▸ Reading text
========================================


     No, like it or not, I have come to believe that all we have is ourselves, and all we get is this one life.  And that’s enough for me.  I don’t find atheism cold and comfortless.  I do not miss believing in an afterlife in heaven.  And I don't particularly fear death.  I believe that, like Mark Twain, "I was dead for billions of years before being born and I have not suffered the slightest inconvenience from it."  And I can appreciate the beauty of the structure of our magnificent universe without feeling a need to attribute it to an Architect.  As Douglas Adams said, "I will take the awe of understanding over the awe of ignorance any day."

  When my mother was dying of cancer, I had the atheist’s equivalent of a crisis of faith.  That’s when I was most tempted to believe in a supernatural power with whom I could bargain for a better outcome.  I desperately wanted things to work out for my mother.  They didn’t. Ovarian cancer thirty-some years ago almost never did.  I think that was the last time I was tempted to believe in a Greater Power.
========================================
(Stored data)
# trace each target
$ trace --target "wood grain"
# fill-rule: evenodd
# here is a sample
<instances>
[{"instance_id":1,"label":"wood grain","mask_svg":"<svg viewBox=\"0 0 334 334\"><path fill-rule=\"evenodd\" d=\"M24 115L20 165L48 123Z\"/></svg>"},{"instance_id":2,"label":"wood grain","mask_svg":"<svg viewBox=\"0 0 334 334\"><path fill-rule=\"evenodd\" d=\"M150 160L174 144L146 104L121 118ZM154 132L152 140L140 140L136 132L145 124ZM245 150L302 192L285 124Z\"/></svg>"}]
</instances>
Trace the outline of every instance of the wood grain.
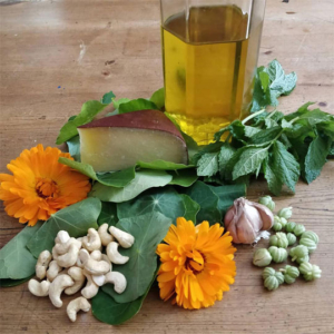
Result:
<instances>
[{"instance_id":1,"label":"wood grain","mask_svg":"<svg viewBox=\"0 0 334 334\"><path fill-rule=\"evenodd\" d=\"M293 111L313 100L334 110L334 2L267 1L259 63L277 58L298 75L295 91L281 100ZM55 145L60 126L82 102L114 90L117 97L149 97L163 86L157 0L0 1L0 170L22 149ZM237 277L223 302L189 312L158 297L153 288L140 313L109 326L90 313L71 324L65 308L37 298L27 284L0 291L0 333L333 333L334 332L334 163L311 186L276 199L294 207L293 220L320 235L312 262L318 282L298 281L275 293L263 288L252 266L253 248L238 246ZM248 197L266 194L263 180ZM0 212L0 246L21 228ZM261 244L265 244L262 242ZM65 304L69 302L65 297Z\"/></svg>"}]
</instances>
========================================
▸ What to do
a) In the essay on atheism, what kind of cancer did the writer's mother have?
b) Write the next part of the essay on atheism, following on from its final sentence.

▸ Responses to the exercise
a) Ovarian cancer.

b)
  After my mother’s death, I remember huge arguments with my family, mostly after a memorial service which repeatedly told me that my mother was in a better place, was in the arms of Jesus, and with her loved ones in Heaven.  They asked me, “How can you stand there and say that her soul is not with God?”  In point of fact, I had said no such thing to any of them, but my beliefs were an easy target during a time of much suffering for all of us.  It was very hard for me not to be able to grieve for my mother in my own way, with the support of my family.  They simply did not seem to understand how difficult it was for me, believing as I did that her death was the end of her.  Like all intolerance, theirs was brutal.

  In my research for this entry I have read that there are some atheists who want to throw away the crutch of churchgoing, free up their Sundays, sleep in, do the crossword puzzle and face the godless, empty universe with a positive, “can-do” attitude.  


     No, really.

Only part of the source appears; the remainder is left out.